[INSTRUCTIONS TO FOLLOW]
List each line in the entries below that contains the string "trunk". Matching is case-sensitive.

[BEGIN SUPPLIED INFORMATION]

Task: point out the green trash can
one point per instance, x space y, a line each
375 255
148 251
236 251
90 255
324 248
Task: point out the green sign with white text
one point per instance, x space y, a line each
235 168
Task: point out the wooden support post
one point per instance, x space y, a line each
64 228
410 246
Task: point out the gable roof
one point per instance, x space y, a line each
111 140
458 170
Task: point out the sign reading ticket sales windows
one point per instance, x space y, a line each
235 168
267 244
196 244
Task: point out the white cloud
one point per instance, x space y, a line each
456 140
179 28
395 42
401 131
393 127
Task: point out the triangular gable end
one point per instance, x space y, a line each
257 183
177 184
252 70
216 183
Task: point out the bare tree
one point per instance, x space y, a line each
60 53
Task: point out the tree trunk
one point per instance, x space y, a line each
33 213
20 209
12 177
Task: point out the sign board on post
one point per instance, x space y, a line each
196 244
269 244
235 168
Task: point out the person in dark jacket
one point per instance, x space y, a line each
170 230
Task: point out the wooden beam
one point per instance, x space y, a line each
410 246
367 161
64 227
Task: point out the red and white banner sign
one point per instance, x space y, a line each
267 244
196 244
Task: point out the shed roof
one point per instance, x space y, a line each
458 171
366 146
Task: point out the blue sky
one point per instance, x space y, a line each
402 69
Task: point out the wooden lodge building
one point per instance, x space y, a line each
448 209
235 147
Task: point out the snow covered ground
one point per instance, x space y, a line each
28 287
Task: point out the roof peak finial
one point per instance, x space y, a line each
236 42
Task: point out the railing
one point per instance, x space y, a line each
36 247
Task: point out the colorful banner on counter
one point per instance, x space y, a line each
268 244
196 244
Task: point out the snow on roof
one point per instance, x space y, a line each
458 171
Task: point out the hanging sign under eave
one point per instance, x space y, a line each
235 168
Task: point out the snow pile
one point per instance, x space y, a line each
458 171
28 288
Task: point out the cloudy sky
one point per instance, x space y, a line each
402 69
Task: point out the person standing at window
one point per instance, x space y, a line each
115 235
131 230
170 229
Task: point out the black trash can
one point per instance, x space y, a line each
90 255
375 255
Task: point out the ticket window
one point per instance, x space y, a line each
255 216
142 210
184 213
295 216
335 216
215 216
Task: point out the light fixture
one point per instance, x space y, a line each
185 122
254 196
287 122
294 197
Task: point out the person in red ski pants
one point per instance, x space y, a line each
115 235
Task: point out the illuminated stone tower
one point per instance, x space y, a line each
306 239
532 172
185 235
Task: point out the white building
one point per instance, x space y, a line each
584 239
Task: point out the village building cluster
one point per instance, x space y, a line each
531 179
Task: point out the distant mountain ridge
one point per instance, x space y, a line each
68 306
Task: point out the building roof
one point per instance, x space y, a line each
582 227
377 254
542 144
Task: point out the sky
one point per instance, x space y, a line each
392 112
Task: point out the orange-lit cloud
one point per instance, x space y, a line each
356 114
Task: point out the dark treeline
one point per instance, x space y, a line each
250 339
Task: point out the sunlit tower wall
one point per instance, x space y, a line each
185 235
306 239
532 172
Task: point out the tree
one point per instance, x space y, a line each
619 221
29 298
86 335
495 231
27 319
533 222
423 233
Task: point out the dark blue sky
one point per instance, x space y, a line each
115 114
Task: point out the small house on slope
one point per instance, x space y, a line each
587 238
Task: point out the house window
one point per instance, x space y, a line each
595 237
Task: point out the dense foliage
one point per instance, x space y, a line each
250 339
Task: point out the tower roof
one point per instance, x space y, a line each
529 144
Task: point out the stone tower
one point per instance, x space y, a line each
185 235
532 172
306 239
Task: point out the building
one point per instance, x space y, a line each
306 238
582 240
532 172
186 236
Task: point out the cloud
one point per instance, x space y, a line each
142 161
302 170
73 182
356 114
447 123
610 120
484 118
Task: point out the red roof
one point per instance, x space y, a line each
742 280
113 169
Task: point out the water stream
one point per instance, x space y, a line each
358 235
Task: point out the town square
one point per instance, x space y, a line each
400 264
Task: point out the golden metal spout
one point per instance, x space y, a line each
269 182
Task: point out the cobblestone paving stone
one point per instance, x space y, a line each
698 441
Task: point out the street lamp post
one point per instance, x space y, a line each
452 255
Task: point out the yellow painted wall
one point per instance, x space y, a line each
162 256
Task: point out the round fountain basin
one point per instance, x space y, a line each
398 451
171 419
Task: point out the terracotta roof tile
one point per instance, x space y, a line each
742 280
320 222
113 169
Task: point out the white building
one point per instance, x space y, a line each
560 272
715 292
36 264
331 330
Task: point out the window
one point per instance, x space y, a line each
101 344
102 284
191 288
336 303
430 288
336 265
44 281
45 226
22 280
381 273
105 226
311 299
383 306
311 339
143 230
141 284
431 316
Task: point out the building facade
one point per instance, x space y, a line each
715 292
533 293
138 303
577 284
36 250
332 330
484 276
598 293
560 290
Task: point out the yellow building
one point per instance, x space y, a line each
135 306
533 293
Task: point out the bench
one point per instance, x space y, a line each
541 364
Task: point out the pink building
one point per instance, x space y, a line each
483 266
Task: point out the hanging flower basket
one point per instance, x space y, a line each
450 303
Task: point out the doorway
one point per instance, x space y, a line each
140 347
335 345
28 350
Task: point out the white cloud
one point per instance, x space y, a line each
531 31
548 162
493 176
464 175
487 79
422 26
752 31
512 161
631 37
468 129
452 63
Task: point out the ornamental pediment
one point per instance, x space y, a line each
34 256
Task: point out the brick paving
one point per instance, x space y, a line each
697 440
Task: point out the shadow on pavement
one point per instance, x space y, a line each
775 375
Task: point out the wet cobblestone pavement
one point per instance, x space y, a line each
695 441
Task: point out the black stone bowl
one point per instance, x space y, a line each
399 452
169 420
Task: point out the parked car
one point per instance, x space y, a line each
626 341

[END SUPPLIED INFORMATION]
[BEGIN SUPPLIED INFORMATION]

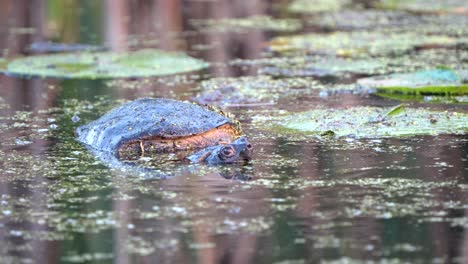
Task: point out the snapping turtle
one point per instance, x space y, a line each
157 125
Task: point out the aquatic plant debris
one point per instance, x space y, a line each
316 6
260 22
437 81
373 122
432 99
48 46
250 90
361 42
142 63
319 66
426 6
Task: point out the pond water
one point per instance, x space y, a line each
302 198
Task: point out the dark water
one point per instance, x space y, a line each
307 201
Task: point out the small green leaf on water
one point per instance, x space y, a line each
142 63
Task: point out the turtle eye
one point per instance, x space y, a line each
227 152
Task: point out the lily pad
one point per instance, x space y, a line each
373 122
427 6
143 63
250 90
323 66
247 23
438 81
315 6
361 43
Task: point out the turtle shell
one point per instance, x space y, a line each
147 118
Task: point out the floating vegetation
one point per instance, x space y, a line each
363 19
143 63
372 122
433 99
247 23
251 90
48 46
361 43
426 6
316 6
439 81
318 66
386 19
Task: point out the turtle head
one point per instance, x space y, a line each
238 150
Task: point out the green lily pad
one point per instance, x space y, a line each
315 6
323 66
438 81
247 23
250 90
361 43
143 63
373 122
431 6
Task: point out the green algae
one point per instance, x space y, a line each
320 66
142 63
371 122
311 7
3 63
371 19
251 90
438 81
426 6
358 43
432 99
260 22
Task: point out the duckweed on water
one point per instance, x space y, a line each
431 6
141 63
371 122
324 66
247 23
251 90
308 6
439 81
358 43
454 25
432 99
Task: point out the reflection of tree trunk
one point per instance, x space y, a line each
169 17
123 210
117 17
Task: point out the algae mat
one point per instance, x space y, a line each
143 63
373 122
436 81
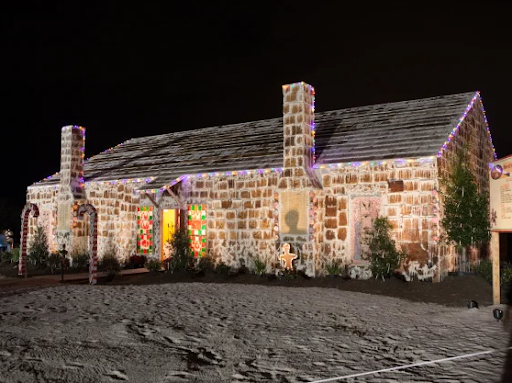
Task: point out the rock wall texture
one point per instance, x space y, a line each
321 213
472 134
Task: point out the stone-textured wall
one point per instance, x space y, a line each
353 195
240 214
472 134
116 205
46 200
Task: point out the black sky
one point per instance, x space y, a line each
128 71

[END SUPPLIED INFORMATION]

[RESULT]
Task: point out the tree trunk
Task: point out the reflection of tree trunk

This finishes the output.